[Set task a]
Return every line of the listing that contains the string "window", matching case exactly.

[Excerpt provided]
==*==
CASE NO. 5466 CRB-1-09-5

COMPENSATION REVIEW BOARD

WORKERS’ COMPENSATION COMMISSION

MAY 12, 2010

JONATHAN GOLDMAN

CLAIMANT-APPELLEE

v.

STATE OF CONNECTICUT DEPARTMENT OF ENVIRONMENTAL PROTECTION

EMPLOYER

SELF-INSURED

RESPONDENT-APPELLANT

and

GAB ROBINS OF NORTH AMERICA

ADMINISTRATOR

APPEARANCES:

The claimant was represented by Laura Ondrush, Esq., The Dodd Law Firm, LLC, Ten Corporate Center, 1781 Highland Avenue, Suite 105, Cheshire, CT 06410.

The respondent was represented by Francis C. Vignati, Jr., Esq., Assistant Attorney General, Office of the Attorney General, 55 Elm Street, P.O. Box 120, Hartford, CT 06141-0120.

This Petition for Review from the May 14, 2009 Finding and Award of the Commissioner acting for the First District was heard December 18, 2009 before a Compensation Review Board panel consisting of the Commission Chairman John A. Mastropietro and Commissioners Peter C. Mlynarczyk and Randy L. Cohen.

OPINION

JOHN A. MASTROPIETRO, CHAIRMAN. The claimant in this case sought and was awarded benefits as a result of an injury sustained when he was assaulted by a co-worker. He asserts the injuries were sustained during the course of employment, and thus were compensable. The trial commissioner agreed with the claimant, and awarded him benefits for the injuries he sustained. The respondent has appealed. We find the commissioner’s decision was based on the factual evidence presented and the claimant’s credibility. As a result, we affirm the trial commissioner’s Finding and Award and dismiss this appeal.
==*==
[Set task b]
In the review board opinion, why does the board affirm the trial commissioner's Finding and Award and dismiss the appeal?

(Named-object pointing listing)
==*==
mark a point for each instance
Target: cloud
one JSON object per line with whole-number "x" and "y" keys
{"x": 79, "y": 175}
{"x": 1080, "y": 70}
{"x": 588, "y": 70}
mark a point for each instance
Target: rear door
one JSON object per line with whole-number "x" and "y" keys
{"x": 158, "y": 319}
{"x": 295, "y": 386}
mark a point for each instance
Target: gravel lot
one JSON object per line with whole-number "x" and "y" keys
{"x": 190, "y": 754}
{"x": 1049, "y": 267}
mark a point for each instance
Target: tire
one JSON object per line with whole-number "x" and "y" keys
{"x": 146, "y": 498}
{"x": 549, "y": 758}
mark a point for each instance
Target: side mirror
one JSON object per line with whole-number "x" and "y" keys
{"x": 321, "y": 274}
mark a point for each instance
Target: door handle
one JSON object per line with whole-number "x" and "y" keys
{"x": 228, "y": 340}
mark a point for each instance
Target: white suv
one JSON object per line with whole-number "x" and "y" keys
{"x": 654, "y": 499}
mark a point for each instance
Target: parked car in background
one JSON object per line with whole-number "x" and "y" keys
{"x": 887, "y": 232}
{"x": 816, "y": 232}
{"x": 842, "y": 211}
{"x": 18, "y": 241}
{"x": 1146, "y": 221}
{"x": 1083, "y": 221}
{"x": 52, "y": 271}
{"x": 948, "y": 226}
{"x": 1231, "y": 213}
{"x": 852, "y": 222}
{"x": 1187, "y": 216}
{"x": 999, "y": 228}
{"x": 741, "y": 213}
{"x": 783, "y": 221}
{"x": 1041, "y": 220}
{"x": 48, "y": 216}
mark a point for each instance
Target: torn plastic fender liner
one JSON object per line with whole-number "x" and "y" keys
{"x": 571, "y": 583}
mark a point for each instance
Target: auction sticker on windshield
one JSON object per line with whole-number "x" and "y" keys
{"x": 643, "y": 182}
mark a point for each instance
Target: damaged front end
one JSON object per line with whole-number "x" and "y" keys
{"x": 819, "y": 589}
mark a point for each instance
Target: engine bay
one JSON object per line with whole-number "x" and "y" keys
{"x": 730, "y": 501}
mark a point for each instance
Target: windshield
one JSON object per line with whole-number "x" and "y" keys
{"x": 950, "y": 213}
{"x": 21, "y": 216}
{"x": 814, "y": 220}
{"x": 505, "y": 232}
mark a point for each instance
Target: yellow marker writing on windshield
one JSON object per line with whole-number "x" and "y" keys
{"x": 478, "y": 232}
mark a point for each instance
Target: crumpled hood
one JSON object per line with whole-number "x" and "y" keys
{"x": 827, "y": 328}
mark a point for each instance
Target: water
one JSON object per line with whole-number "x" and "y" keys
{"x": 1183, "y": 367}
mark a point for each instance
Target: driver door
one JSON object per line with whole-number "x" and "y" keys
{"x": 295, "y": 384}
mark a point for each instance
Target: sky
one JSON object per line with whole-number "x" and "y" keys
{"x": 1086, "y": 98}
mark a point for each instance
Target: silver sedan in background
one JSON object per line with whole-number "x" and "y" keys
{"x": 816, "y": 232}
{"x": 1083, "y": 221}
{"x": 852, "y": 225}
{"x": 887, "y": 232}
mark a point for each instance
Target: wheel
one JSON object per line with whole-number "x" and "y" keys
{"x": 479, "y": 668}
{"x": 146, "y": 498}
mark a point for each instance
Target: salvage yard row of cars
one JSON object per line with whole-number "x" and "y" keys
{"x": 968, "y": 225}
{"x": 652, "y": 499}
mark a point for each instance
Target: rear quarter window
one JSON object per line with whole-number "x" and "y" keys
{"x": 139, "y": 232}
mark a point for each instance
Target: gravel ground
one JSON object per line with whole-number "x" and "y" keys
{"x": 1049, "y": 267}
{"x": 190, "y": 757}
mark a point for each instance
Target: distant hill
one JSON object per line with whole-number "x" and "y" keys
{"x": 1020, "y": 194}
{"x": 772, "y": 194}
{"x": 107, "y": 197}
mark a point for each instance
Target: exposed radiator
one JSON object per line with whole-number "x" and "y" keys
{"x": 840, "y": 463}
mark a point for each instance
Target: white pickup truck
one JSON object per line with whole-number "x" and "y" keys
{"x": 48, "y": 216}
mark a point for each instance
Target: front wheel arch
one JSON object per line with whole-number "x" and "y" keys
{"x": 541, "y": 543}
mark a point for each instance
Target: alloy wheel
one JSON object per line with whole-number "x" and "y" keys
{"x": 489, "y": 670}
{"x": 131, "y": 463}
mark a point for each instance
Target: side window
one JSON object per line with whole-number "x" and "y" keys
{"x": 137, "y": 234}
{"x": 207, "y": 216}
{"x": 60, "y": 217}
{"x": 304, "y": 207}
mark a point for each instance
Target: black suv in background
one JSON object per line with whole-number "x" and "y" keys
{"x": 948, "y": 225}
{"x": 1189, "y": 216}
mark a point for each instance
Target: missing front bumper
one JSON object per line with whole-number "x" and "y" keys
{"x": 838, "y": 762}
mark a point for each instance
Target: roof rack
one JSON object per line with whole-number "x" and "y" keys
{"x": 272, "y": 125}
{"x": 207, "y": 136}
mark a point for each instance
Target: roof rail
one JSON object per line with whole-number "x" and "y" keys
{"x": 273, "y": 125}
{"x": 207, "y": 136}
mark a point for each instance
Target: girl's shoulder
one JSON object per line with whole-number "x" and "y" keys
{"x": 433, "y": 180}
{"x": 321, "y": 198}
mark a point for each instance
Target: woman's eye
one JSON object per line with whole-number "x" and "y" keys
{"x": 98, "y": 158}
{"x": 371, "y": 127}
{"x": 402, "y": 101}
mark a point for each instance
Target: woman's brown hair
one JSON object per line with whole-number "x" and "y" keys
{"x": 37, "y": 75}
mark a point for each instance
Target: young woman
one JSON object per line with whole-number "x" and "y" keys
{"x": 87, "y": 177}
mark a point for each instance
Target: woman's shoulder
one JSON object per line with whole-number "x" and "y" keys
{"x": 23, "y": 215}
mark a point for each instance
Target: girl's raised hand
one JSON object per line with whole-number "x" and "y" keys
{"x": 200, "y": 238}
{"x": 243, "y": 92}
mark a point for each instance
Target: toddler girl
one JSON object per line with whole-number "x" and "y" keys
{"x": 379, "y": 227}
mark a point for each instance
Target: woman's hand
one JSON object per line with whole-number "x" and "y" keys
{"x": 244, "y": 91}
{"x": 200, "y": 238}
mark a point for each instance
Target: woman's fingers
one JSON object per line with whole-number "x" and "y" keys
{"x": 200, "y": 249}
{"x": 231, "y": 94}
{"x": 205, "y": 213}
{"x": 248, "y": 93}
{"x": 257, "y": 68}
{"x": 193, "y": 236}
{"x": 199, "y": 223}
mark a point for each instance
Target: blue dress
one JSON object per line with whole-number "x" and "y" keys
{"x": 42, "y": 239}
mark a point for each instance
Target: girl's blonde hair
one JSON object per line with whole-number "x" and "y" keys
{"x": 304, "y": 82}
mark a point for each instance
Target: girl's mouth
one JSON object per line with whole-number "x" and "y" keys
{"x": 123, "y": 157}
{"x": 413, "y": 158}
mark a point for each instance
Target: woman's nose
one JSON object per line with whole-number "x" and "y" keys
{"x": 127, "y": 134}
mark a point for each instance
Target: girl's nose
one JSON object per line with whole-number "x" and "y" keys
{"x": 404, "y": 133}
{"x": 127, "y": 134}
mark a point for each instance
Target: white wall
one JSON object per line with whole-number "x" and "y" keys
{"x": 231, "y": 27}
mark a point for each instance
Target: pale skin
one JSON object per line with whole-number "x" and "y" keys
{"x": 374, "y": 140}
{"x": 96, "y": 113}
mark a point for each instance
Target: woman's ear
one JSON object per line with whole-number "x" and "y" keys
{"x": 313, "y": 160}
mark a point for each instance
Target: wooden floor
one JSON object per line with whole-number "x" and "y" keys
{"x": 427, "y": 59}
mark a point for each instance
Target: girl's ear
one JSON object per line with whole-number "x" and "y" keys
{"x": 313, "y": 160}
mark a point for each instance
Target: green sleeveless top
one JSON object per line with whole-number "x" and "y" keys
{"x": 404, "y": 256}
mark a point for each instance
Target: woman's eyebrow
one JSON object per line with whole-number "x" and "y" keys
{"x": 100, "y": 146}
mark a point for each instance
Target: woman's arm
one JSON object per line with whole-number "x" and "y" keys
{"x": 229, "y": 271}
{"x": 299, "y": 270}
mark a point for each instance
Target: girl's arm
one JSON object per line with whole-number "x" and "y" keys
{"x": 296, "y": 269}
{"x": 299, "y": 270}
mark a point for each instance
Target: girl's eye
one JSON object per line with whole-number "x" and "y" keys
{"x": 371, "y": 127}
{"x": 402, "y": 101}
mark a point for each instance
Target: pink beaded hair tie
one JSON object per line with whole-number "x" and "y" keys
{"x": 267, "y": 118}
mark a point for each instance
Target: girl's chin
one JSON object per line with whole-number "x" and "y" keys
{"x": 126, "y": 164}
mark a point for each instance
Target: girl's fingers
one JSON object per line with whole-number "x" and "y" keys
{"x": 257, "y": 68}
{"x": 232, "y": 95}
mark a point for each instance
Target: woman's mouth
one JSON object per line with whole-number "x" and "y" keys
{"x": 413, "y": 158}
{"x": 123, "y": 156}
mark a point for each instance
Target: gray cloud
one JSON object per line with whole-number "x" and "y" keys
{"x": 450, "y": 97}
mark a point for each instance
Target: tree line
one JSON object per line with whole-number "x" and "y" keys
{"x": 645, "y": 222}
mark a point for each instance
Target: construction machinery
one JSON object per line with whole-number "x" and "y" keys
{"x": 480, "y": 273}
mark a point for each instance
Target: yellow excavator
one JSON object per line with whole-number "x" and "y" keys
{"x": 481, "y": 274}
==*==
[Exercise solution a]
Target: rear quarter window
Target: side window

[Exercise solution b]
The board finds that the commissioner's decision rested on the factual evidence presented and on the claimant's credibility. For that reason it affirms the Finding and Award and dismisses the respondent's appeal.